> _What is being asked_: Put these entries into a two-column CSV with the header request,answer and one row per entry. Place the entry's text and its answer each in a single quoted field with line breaks replaced by spaces, and leave out the pictures.

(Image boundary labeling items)
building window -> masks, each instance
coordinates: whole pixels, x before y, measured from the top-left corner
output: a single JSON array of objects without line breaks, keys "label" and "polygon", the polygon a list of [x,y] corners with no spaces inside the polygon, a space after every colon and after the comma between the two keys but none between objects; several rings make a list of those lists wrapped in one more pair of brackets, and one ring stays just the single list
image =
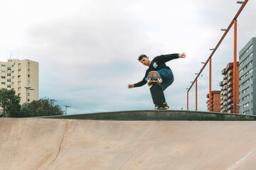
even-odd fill
[{"label": "building window", "polygon": [[250,102],[246,103],[245,104],[242,105],[242,107],[246,108],[246,107],[249,106],[249,104],[250,104]]},{"label": "building window", "polygon": [[243,76],[242,76],[239,79],[242,80],[244,78],[245,78],[250,73],[252,72],[253,69],[250,69],[248,72],[247,72]]},{"label": "building window", "polygon": [[246,96],[242,98],[242,101],[245,101],[245,100],[247,99],[249,97],[250,97],[250,94],[248,94]]},{"label": "building window", "polygon": [[242,91],[242,94],[245,93],[246,91],[247,91],[249,90],[249,87],[246,88],[245,89],[244,89],[243,91]]}]

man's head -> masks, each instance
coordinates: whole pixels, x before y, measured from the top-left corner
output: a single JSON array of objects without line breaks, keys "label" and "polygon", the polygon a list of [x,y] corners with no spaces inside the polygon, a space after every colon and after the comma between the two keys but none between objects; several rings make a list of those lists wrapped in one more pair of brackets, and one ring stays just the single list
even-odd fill
[{"label": "man's head", "polygon": [[151,63],[149,58],[145,55],[141,55],[139,57],[138,60],[145,66],[149,66]]}]

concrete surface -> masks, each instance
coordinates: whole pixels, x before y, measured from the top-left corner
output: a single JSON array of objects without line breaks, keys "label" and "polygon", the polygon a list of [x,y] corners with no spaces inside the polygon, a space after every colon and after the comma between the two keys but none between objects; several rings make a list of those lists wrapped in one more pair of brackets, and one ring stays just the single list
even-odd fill
[{"label": "concrete surface", "polygon": [[190,110],[132,110],[41,117],[52,119],[111,120],[256,120],[255,115]]},{"label": "concrete surface", "polygon": [[255,169],[255,121],[0,118],[0,169]]}]

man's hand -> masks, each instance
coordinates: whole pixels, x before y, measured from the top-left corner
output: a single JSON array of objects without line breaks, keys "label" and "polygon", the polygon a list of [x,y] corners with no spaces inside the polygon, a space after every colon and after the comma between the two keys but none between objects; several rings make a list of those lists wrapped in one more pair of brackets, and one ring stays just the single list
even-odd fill
[{"label": "man's hand", "polygon": [[180,58],[186,58],[186,53],[183,52],[183,53],[178,54],[178,57],[180,57]]},{"label": "man's hand", "polygon": [[134,85],[133,84],[128,84],[128,89],[132,89],[132,88],[134,88]]}]

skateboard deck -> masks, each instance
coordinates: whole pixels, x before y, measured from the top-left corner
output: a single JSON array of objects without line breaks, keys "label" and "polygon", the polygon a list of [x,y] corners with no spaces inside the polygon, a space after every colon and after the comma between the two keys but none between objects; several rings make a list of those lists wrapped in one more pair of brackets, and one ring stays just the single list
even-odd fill
[{"label": "skateboard deck", "polygon": [[166,102],[163,88],[161,84],[154,83],[150,88],[150,92],[152,96],[153,103],[155,105],[161,106]]}]

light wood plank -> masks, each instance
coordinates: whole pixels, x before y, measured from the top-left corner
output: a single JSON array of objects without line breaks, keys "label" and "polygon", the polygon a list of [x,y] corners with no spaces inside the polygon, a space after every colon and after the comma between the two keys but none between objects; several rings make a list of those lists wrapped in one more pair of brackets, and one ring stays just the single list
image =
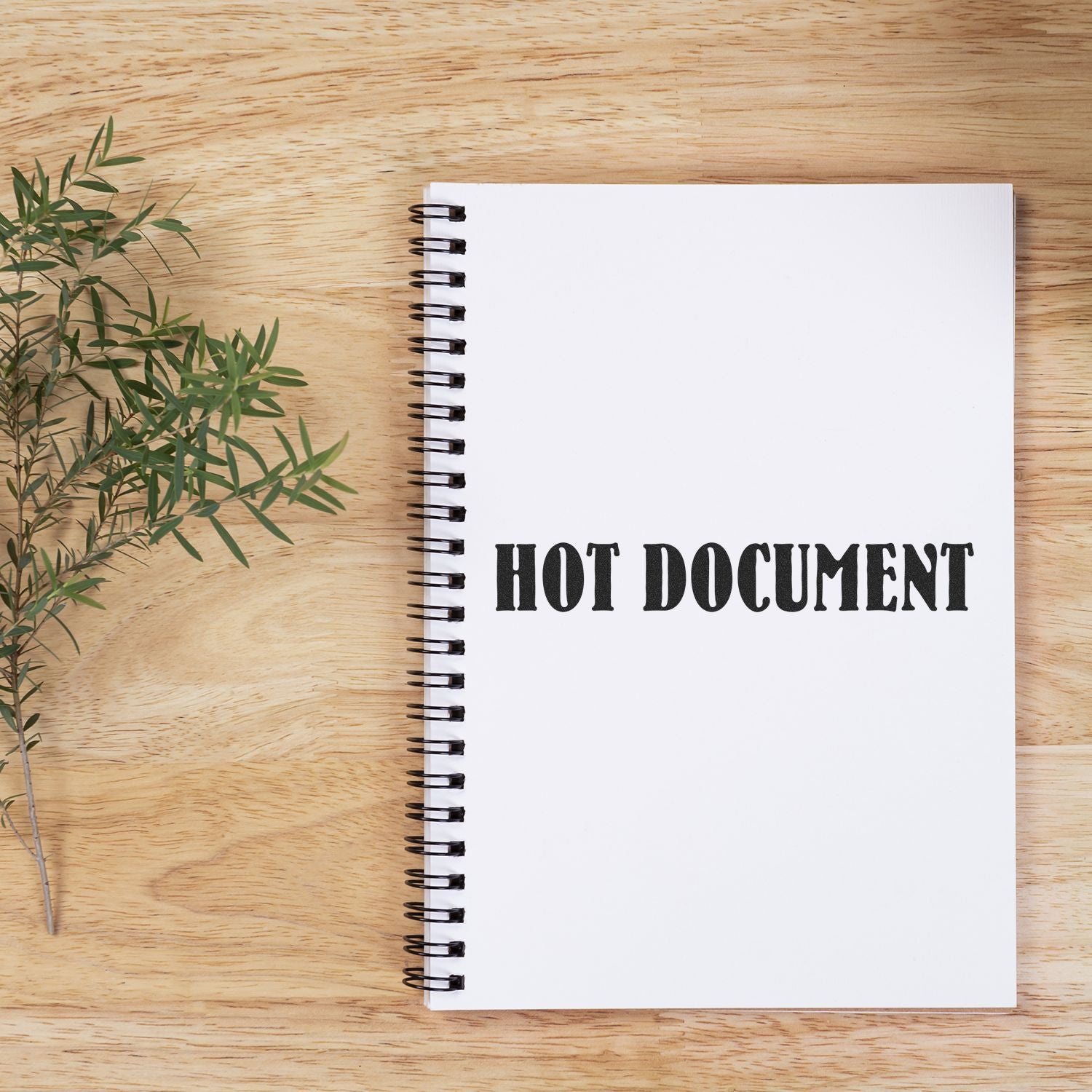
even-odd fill
[{"label": "light wood plank", "polygon": [[[150,157],[133,191],[195,181],[204,261],[173,295],[214,329],[281,317],[294,408],[352,429],[360,490],[295,514],[295,550],[247,531],[244,571],[201,538],[203,568],[157,556],[81,619],[36,753],[57,937],[0,840],[13,1088],[1092,1085],[1092,8],[55,0],[3,25],[0,157],[56,163],[112,111]],[[430,178],[1014,182],[1016,1012],[402,990],[404,210]]]}]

> _Complete output_:
request,answer
"building window -> masks, each instance coordinates: whole pixels, x before y, measured from the top-left corner output: a single JSON array of objects without line breaks, keys ""label"" and ""polygon"", the polygon a list of [x,y] corners with no spaces inside the polygon, a space after every colon and after the comma between the two keys but none between objects; several rings make a list of those lists wrapped in one more pair of brackets, and one ring stays just the single list image = even-odd fill","[{""label"": ""building window"", ""polygon"": [[250,102],[246,103],[245,104],[242,105],[242,107],[246,108],[246,107],[249,106],[249,104],[250,104]]},{""label"": ""building window"", ""polygon"": [[243,76],[242,76],[239,79],[242,80],[244,78],[245,78],[250,73],[252,72],[253,69],[250,69],[248,72],[247,72]]},{""label"": ""building window"", ""polygon"": [[246,96],[242,98],[242,101],[245,101],[245,100],[247,99],[249,97],[250,97],[250,94],[248,94]]},{""label"": ""building window"", ""polygon"": [[242,91],[242,94],[245,93],[246,91],[247,91],[249,90],[249,87],[246,88],[245,89],[244,89],[243,91]]}]"
"man's head -> masks, each instance coordinates: whole pixels, x before y, measured from the top-left corner output: a single JSON array of objects without line breaks, keys ""label"" and ""polygon"", the polygon a list of [x,y] corners with no spaces inside the polygon, a space after every colon and after the comma between the two keys but none between objects; several rings make a list of those lists wrapped in one more pair of brackets, and one ring stays just the single list even-odd fill","[{""label"": ""man's head"", ""polygon"": [[151,63],[149,58],[145,55],[141,55],[139,57],[138,60],[145,66],[149,66]]}]"
"concrete surface -> masks, each instance coordinates: whole pixels, x before y, measured from the top-left corner output: a single JSON array of objects without line breaks, keys ""label"" and ""polygon"", the polygon a list of [x,y] corners with no spaces inside the polygon, a space after every colon and after the comma between the two keys but none between objects; several rings make a list of those lists wrapped in one more pair of brackets, and one ring stays just the single list even-odd fill","[{""label"": ""concrete surface"", ""polygon"": [[190,110],[132,110],[41,117],[52,119],[111,120],[256,120],[255,115]]},{""label"": ""concrete surface"", ""polygon"": [[255,169],[255,121],[0,118],[0,169]]}]"
"man's hand -> masks, each instance coordinates: whole pixels, x before y, measured from the top-left corner output: a single JSON array of objects without line breaks, keys ""label"" and ""polygon"", the polygon a list of [x,y] corners with no spaces inside the polygon, a space after every colon and after the comma between the two keys but none between objects; several rings make a list of those lists wrapped in one more pair of brackets, and one ring stays just the single list even-odd fill","[{""label"": ""man's hand"", ""polygon"": [[180,58],[186,58],[186,53],[183,52],[183,53],[178,54],[178,57],[180,57]]},{""label"": ""man's hand"", ""polygon"": [[134,85],[133,84],[128,84],[128,89],[132,89],[132,88],[134,88]]}]"
"skateboard deck -> masks, each instance coordinates: whole pixels, x before y, measured from the top-left corner output: a single JSON array of objects without line breaks, keys ""label"" and ""polygon"", the polygon a list of [x,y] corners with no spaces inside the polygon, a space after every colon and after the comma between the two keys but none between objects; several rings make a list of those lists wrapped in one more pair of brackets, and one ring stays just the single list even-odd fill","[{""label"": ""skateboard deck"", ""polygon"": [[166,102],[163,88],[161,84],[154,83],[150,88],[150,92],[152,96],[153,103],[155,105],[161,106]]}]"
"light wood plank -> masks, each instance coordinates: whole pixels, x before y, measured from the top-left corner output: a single JSON array of objects without line breaks, keys ""label"" and ""polygon"", the polygon a list of [x,y] corners with no spaces inside the polygon, a space after every colon and after the comma between the two keys but none between objects; several rings make a list of those lists wrapped in one more pair of brackets, and one ring stays just the single list image = even-odd fill","[{""label"": ""light wood plank"", ""polygon"": [[[150,157],[133,191],[195,181],[204,261],[173,295],[214,329],[281,317],[294,408],[352,429],[360,490],[295,514],[295,550],[247,531],[244,571],[201,538],[203,568],[157,556],[81,619],[36,753],[57,937],[0,840],[13,1088],[1092,1085],[1092,8],[55,0],[3,25],[0,157],[56,163],[112,111]],[[430,178],[1014,182],[1016,1012],[402,990],[404,210]]]}]"